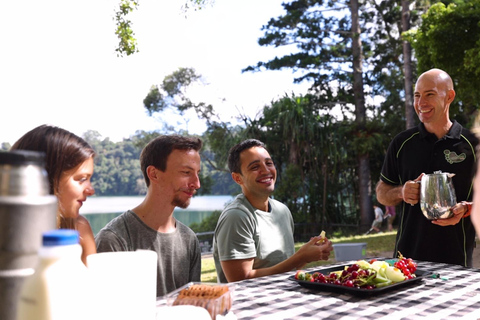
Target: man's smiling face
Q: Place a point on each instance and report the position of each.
(258, 172)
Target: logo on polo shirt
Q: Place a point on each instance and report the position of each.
(453, 157)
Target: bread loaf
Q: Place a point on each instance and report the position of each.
(216, 299)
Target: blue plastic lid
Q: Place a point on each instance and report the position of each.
(60, 237)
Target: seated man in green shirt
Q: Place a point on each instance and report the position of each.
(254, 234)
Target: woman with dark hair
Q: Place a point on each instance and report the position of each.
(69, 164)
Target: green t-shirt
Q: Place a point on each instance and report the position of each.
(244, 232)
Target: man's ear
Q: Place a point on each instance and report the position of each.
(237, 177)
(152, 173)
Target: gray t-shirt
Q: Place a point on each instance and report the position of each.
(244, 232)
(179, 256)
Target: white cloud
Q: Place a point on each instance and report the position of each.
(58, 63)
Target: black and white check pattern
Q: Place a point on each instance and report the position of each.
(456, 296)
(276, 297)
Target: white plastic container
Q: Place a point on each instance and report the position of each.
(58, 289)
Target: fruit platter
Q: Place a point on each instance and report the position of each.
(363, 278)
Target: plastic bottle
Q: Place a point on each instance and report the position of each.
(58, 290)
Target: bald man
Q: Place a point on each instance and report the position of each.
(437, 143)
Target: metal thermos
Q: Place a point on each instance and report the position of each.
(26, 211)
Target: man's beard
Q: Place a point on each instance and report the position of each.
(177, 202)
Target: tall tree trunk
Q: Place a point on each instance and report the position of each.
(360, 118)
(407, 66)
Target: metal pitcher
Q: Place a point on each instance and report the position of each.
(437, 195)
(26, 211)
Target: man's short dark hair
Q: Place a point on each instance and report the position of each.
(234, 164)
(156, 152)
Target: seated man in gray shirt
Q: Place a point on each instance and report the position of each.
(170, 165)
(254, 234)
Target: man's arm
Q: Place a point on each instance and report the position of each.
(241, 269)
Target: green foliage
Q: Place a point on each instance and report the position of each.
(172, 94)
(207, 224)
(127, 44)
(449, 39)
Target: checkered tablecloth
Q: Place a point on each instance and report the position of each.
(456, 296)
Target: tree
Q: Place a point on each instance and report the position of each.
(449, 39)
(330, 54)
(127, 43)
(407, 67)
(172, 94)
(360, 115)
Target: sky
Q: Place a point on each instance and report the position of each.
(58, 64)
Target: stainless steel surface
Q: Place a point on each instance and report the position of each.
(437, 195)
(26, 211)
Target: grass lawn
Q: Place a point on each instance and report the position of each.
(377, 245)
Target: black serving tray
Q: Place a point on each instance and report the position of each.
(420, 274)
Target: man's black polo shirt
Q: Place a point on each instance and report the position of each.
(416, 151)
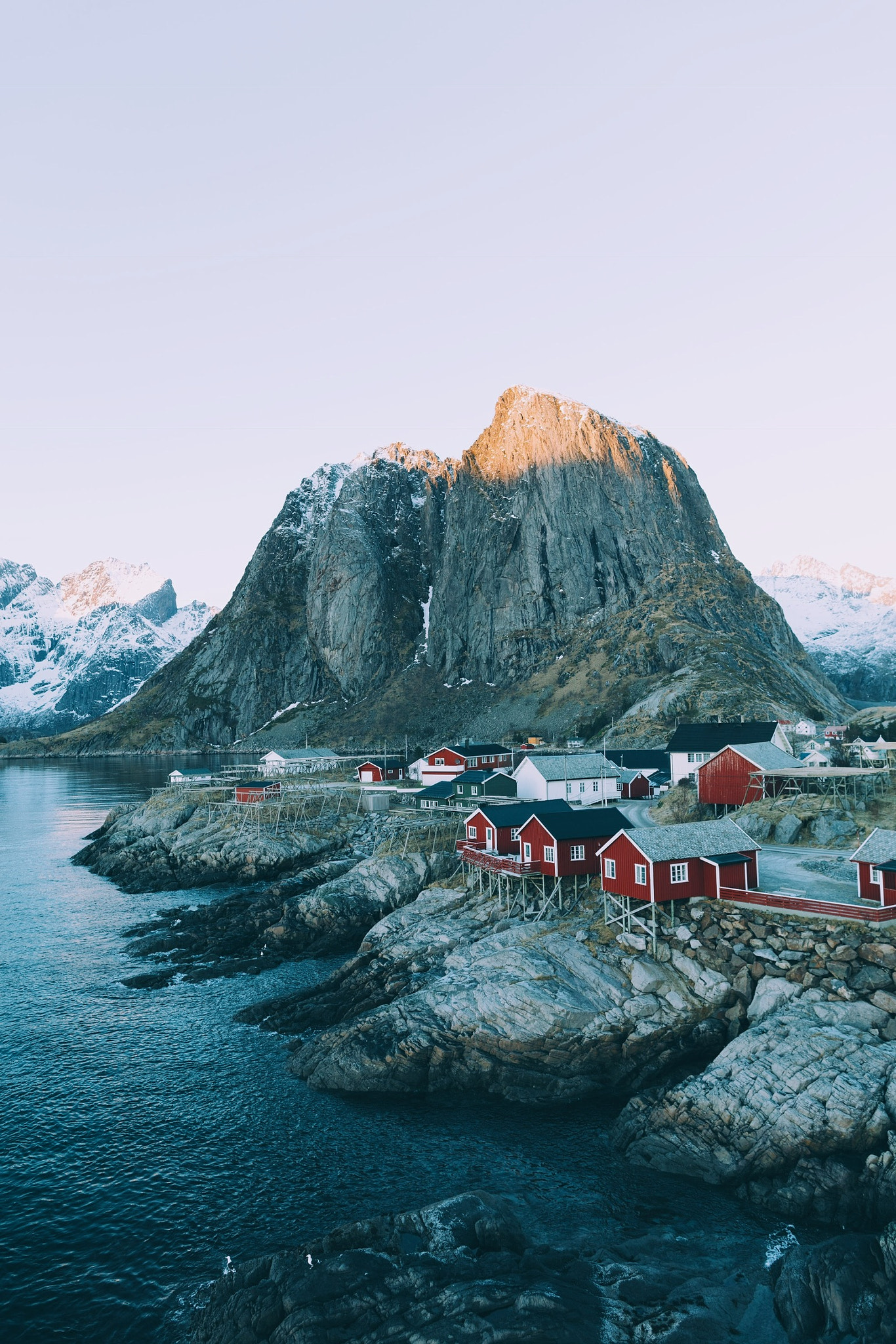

#### [Try it]
Return nothing except the lines from the line with "Target: green foliage" through the last line of the records above, copied exactly and without pictures.

#### [Result below]
Target: green foliage
Q: Place a point on each instance and report the position of each.
(172, 94)
(207, 224)
(127, 44)
(449, 39)
Target: checkered tablecloth
Q: Place a point on each instance and report the position of each.
(456, 296)
Target: tree
Q: Place a point on each instance and report the position of each.
(449, 39)
(330, 54)
(127, 43)
(407, 67)
(172, 94)
(360, 115)
Target: sky
Q: Place a point on each instance and report the position of each.
(58, 64)
Target: stainless steel surface
Q: Place a point on each instance and report the position of each.
(437, 195)
(26, 211)
Target: grass lawn
Q: Place a point on each instance and report the position of each.
(377, 245)
Target: black serving tray
Q: Place a point on each instance and report the position of each.
(420, 274)
Target: man's black polo shirt
Q: Place a point on each instance and report the position of each.
(416, 151)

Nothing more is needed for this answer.